* **PROVIDED PASSAGE**:

NSSDM 2023

The 2023 NUS Symposium on Search and Data Mining


We are pleased to announce that the NUS Symposium on Search and Data Mining (NSSDM 2023) will be held on Thursday, 2 Mar! This is a half-day workshop for both local students, practitioners and faculty working in data science, such as Data Mining, Retrieval, and Natural Language Processing. NSSDM 2023 additionally sets the aim to facilitate fellows who might be interested in the WSDM 2023 topics but have hard access to WSDM. We have invited well-known scholars to give insightful and inspiring keynotes at NSSDM. This is a free event, open to the public, but requires registration. It will be held at the at the 1st Floor, Innovation 4.0, NUS [Location] [Ph-I, Ph-II, Ph-III].

Due to fire code restrictions, our venue can only accommodate a limited size of onsite registrations (around 90 seats). Please make registrations as soon as possible if you want the onsite attendance.

Registration is Close!

However, we have plenty of capacity for virtual attendance. Feel free to request the link for the virtual registration below.

Registration is Close!

* **TASKS**:
a: According to the symposium announcement, roughly how many onsite seats can the venue hold?
b: Copy every line of the records that contains the word "chair".

* **EXERCISE INPUTS**:
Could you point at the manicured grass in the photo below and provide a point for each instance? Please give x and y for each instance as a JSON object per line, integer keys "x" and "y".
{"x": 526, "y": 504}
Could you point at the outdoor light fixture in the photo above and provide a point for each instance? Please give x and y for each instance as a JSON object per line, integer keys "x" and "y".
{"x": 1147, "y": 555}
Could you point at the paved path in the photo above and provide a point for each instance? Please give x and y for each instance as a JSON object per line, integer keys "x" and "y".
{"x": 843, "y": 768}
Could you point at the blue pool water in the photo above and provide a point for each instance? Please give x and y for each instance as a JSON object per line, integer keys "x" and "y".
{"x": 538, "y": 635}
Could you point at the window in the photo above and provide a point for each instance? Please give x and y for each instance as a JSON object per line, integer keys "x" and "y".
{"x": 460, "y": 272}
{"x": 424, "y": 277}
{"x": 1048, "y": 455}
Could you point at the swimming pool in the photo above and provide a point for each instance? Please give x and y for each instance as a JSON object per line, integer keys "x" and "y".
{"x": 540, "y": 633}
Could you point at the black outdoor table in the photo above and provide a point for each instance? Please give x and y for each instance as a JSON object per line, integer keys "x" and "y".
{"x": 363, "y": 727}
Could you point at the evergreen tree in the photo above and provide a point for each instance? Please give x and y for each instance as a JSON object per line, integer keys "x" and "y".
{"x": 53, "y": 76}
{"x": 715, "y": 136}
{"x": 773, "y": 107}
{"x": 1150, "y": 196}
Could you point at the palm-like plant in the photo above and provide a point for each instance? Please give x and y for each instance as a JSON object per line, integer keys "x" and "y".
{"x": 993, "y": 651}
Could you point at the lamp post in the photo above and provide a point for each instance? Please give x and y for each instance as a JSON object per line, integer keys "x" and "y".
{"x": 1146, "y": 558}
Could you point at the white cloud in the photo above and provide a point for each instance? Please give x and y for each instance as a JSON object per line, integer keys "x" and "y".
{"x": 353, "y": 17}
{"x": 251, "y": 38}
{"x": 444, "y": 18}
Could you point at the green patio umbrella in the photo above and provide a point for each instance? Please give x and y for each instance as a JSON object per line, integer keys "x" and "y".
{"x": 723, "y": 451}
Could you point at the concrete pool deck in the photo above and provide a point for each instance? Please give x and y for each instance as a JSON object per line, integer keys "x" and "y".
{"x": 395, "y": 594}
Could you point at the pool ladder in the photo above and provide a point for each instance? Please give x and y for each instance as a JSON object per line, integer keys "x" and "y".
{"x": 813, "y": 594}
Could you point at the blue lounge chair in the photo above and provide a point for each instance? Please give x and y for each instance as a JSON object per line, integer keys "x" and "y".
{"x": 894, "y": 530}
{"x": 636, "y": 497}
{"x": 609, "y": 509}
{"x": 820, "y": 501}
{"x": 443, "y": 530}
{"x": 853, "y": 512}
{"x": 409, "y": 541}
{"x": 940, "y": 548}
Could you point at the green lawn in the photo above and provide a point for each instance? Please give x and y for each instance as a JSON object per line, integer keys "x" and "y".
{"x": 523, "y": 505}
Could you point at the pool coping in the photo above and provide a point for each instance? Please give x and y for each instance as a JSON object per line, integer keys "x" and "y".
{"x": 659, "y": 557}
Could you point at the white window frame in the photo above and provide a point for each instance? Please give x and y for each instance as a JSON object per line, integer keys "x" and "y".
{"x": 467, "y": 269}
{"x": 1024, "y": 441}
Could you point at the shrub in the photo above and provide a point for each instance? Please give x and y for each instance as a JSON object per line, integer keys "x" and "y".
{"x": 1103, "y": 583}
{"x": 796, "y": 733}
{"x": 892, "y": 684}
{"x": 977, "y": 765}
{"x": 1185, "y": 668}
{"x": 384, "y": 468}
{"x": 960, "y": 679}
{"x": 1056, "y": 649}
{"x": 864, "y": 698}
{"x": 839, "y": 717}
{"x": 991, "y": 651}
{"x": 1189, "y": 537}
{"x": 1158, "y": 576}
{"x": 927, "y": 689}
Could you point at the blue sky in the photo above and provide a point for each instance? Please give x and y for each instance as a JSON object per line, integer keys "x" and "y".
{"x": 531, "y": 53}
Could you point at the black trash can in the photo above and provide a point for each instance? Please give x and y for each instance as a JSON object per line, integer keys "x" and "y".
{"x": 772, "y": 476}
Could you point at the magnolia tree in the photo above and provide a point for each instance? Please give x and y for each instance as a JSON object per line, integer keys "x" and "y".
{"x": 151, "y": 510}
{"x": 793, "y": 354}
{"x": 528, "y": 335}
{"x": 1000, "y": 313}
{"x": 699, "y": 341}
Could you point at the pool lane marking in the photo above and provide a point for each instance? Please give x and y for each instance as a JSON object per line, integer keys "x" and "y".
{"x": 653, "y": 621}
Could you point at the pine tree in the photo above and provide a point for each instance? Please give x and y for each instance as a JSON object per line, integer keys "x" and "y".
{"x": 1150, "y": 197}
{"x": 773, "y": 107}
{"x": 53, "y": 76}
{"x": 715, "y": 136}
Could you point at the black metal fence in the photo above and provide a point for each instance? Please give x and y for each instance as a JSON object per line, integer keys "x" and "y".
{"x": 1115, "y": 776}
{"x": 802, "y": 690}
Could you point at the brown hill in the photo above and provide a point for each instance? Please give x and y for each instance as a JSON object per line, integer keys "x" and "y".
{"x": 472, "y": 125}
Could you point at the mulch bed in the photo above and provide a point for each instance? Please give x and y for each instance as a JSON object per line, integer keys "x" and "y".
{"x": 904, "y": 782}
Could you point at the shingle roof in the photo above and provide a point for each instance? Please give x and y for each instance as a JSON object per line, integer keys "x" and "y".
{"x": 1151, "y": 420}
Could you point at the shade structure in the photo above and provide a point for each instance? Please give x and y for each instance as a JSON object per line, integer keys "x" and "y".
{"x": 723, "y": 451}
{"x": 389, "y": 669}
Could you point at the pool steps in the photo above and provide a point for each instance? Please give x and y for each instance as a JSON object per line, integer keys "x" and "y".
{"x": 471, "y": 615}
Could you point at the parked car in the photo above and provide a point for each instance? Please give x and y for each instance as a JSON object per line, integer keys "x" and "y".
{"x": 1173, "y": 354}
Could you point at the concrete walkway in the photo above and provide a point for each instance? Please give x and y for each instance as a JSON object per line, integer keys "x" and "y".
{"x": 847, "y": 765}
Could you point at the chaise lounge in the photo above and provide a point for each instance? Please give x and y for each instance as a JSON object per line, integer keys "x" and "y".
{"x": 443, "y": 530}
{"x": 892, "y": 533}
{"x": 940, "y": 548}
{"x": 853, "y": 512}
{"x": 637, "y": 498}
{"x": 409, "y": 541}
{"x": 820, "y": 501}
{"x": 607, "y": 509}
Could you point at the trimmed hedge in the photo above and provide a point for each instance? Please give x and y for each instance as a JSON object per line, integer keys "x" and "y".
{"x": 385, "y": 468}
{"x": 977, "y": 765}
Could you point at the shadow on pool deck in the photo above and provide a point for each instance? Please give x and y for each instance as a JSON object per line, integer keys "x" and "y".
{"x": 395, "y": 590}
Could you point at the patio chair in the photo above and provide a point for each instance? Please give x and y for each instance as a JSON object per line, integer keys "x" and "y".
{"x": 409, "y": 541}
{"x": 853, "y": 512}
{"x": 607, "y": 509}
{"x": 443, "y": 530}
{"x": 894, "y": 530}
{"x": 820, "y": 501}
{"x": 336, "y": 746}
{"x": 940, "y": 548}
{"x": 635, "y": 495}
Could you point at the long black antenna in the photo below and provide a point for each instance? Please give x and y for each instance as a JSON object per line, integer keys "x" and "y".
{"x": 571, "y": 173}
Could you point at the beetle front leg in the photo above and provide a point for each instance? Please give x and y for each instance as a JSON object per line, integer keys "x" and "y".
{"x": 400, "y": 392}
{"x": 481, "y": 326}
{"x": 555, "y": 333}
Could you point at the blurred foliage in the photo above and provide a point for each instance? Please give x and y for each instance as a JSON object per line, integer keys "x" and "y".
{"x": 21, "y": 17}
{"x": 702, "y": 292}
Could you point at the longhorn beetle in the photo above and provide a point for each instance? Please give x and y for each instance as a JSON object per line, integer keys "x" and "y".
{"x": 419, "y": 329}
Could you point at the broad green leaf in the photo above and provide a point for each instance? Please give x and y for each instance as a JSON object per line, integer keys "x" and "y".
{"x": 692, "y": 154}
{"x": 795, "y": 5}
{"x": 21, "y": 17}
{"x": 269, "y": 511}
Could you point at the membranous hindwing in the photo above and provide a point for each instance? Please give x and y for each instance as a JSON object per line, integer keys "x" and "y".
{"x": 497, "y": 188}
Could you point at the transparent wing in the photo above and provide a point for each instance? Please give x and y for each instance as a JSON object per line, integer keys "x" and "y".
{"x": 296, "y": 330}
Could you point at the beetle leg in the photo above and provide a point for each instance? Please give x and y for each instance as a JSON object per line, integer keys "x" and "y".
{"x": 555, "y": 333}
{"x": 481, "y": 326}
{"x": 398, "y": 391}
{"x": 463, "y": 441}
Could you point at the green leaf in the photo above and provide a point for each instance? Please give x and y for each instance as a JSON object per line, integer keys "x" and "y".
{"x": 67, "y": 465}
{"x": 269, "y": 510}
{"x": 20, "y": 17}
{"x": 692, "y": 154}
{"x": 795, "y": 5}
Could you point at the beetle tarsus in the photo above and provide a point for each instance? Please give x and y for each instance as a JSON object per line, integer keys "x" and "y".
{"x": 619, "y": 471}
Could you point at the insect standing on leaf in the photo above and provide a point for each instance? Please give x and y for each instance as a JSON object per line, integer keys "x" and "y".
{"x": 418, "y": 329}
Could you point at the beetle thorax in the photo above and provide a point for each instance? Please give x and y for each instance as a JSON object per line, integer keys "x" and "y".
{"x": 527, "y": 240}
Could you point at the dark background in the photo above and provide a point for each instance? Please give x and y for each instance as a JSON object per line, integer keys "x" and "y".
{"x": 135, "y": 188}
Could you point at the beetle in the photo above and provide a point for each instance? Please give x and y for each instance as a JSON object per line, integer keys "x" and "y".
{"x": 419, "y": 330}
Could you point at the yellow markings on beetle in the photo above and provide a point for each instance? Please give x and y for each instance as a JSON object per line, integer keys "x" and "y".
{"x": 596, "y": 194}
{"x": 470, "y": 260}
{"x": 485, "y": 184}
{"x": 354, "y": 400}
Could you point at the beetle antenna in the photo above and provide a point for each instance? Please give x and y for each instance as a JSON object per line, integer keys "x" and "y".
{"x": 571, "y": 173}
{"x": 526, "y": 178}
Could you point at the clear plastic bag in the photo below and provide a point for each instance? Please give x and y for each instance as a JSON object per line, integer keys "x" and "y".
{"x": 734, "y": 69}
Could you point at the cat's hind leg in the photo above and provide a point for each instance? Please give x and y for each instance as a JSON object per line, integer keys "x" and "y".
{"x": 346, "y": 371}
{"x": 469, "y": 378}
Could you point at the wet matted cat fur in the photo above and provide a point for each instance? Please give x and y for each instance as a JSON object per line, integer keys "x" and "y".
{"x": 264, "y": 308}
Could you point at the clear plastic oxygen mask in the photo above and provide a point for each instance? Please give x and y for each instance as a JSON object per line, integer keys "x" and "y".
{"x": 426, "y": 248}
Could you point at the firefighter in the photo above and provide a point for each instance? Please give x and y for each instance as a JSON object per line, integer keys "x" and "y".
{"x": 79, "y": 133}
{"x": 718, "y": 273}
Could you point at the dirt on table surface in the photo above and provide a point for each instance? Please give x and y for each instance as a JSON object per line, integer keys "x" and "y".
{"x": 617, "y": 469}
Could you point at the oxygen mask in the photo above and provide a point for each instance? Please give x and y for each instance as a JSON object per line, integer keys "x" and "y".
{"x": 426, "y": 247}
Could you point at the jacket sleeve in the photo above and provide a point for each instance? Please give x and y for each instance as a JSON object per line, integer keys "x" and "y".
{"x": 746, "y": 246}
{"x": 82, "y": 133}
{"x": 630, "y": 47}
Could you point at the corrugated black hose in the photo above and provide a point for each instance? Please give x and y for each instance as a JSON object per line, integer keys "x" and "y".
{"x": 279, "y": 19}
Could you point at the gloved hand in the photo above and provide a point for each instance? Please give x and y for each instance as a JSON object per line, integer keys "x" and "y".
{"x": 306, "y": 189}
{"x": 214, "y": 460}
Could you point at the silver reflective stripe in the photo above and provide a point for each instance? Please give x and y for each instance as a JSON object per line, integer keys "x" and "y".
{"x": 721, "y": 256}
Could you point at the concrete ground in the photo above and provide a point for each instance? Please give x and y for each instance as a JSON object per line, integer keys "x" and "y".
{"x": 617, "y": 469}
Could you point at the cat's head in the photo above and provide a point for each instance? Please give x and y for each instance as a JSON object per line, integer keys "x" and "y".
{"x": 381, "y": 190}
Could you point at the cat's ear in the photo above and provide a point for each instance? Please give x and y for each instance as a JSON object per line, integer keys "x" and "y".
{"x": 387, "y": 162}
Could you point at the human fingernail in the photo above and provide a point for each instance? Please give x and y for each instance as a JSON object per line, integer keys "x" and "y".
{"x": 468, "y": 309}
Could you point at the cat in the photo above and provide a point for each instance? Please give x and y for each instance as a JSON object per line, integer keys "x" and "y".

* **ANSWERS BELOW**:
a: Around 90 seats.

b:
Could you point at the blue lounge chair in the photo above and provide a point for each instance? Please give x and y for each instance as a JSON object per line, integer keys "x" and "y".
Could you point at the patio chair in the photo above and provide a point for each instance? Please give x and y for each instance as a JSON object per line, integer keys "x" and "y".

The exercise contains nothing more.